Echo every one of these lines back, word for word.

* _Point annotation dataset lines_

--*--

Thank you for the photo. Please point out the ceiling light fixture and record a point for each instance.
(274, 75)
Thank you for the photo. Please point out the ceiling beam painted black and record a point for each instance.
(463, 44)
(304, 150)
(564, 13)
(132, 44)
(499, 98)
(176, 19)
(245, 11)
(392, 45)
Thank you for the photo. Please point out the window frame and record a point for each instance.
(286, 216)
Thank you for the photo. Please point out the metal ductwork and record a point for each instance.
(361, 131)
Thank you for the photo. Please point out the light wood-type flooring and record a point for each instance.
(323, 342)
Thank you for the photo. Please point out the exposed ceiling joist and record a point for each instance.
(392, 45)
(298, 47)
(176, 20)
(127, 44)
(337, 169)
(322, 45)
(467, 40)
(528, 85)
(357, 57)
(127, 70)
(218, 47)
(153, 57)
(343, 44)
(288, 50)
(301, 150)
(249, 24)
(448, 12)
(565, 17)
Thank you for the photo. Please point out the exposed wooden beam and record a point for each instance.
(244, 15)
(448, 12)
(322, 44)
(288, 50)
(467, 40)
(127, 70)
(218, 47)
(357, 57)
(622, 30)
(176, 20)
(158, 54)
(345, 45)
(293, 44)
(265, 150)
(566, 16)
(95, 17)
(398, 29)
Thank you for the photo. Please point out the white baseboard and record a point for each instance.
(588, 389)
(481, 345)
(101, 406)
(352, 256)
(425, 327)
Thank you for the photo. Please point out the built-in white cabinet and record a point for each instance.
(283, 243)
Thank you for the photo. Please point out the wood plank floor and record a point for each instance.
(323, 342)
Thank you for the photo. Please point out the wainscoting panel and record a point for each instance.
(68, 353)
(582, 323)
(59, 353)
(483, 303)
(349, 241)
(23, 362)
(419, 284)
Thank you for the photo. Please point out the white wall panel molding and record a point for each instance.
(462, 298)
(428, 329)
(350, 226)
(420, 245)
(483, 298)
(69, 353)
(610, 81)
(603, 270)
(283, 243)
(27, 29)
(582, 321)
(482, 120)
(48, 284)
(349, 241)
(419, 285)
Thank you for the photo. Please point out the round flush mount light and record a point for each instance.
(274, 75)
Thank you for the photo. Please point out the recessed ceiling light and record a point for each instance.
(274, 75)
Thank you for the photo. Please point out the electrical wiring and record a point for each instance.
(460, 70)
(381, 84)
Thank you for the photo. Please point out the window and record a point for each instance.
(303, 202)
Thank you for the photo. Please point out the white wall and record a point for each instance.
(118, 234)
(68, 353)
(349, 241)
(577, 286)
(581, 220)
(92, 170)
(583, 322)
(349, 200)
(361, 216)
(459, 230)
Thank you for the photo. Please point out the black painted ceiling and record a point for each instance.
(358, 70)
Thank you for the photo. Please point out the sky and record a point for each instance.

--*--

* _EXERCISE RESULT_
Thank you for the photo. Please point out the ceiling light fixture and record a point for each instance.
(274, 75)
Thank you for the photo. Please point out the ceiling beam painted black and record a point for each instance.
(463, 44)
(304, 150)
(564, 13)
(132, 44)
(499, 98)
(176, 19)
(245, 11)
(392, 45)
Thank you for the photo. Please point out the window frame and record a point for each instance.
(286, 216)
Thank you for the photo. Please point out the metal ductwork and record a point for each instance.
(361, 131)
Thank you for the photo. Please point out the light wood-type flooring and record a point for each instance.
(323, 342)
Thank you for the photo. Please point out the exposed ceiling joist and record a point for each instance.
(392, 45)
(298, 47)
(176, 20)
(127, 44)
(337, 169)
(322, 45)
(467, 40)
(528, 85)
(357, 57)
(127, 70)
(218, 47)
(153, 57)
(343, 44)
(288, 50)
(301, 150)
(249, 24)
(448, 12)
(565, 17)
Thank you for the photo. Please point out the exposed wooden beam and record a point for each instance.
(244, 15)
(448, 12)
(322, 44)
(288, 50)
(467, 40)
(127, 70)
(218, 47)
(357, 57)
(622, 30)
(176, 20)
(158, 54)
(345, 45)
(293, 44)
(265, 150)
(566, 16)
(95, 17)
(398, 29)
Thank you for the photo. Please point out the white baseboard and record a point for each instance.
(588, 389)
(481, 345)
(101, 406)
(352, 256)
(425, 327)
Thank you for the photo. Please point out the built-in white cabinet and record a point for each instance.
(283, 243)
Thank you for the photo. Please point out the wood plank floor and record a point for each instance.
(323, 342)
Thank you for the photo. Please point out the wainscoting panel and record a point for each instance.
(68, 353)
(582, 323)
(59, 353)
(483, 303)
(349, 241)
(23, 362)
(419, 284)
Thank you for the photo. Please point out the white wall panel molding and record a point for each instance.
(462, 298)
(428, 329)
(350, 226)
(420, 245)
(483, 298)
(69, 353)
(610, 81)
(603, 270)
(283, 243)
(27, 29)
(582, 321)
(482, 120)
(48, 284)
(349, 241)
(419, 285)
Thank you for the photo. Please point out the round flush mount light and record a point for each instance.
(274, 75)
Thank you for the photo. Please point out the recessed ceiling light and record a point for each instance.
(274, 75)
Thank you for the photo. Please point out the electrical wiring and record a point for each instance.
(460, 70)
(381, 84)
Thank you for the photo. Please point out the window and record a point for each instance.
(303, 202)
Thank you for the photo. Please point out the white wall and record a point for each instance.
(118, 234)
(68, 353)
(349, 241)
(577, 286)
(581, 220)
(92, 170)
(583, 322)
(349, 200)
(361, 216)
(459, 230)
Thank you for the photo. Please point out the black painted ceiling and record a point for each instance.
(358, 70)
Thank you for the photo. Please point out the sky and record a point for each instance.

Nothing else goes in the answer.